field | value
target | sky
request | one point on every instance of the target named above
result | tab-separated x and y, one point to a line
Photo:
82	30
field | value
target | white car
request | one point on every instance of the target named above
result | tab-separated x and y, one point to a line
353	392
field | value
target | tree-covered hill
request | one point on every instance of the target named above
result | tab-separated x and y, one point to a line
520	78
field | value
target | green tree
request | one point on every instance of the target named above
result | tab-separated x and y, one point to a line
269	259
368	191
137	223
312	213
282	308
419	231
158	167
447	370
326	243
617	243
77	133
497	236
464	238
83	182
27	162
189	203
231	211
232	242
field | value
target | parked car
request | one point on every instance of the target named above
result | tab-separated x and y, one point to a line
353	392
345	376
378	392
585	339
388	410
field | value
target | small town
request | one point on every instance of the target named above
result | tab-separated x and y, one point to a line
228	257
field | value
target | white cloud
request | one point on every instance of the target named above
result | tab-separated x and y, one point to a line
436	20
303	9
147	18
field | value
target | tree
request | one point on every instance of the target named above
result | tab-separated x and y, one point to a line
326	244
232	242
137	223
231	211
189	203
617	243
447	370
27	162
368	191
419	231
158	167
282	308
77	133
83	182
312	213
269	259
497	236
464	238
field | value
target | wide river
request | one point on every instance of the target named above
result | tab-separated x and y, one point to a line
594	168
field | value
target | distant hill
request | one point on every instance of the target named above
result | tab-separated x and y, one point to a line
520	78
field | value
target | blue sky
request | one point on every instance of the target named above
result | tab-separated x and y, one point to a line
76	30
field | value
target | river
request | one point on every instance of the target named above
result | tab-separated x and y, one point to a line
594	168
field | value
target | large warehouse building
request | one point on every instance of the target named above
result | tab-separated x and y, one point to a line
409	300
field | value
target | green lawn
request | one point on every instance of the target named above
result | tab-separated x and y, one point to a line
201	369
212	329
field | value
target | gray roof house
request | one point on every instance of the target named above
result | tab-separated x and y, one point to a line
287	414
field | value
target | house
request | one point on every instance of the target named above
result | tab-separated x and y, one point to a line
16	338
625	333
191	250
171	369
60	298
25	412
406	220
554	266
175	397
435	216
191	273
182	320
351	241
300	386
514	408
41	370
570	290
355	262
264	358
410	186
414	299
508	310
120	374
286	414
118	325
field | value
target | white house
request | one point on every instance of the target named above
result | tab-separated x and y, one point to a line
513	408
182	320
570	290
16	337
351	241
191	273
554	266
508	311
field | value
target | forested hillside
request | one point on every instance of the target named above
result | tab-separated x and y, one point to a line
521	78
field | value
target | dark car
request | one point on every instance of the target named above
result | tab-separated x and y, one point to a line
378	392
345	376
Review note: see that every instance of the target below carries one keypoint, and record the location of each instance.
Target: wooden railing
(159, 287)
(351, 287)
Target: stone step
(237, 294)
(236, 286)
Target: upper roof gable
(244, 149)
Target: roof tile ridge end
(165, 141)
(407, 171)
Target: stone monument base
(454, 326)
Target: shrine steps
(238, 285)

◆ ◆ ◆ ◆ ◆ ◆ ◆

_ABOUT THIS EXERCISE_
Nothing but a number belongs in the answer: the tally of lines in the data holding "green".

_SOLVED EXERCISE_
2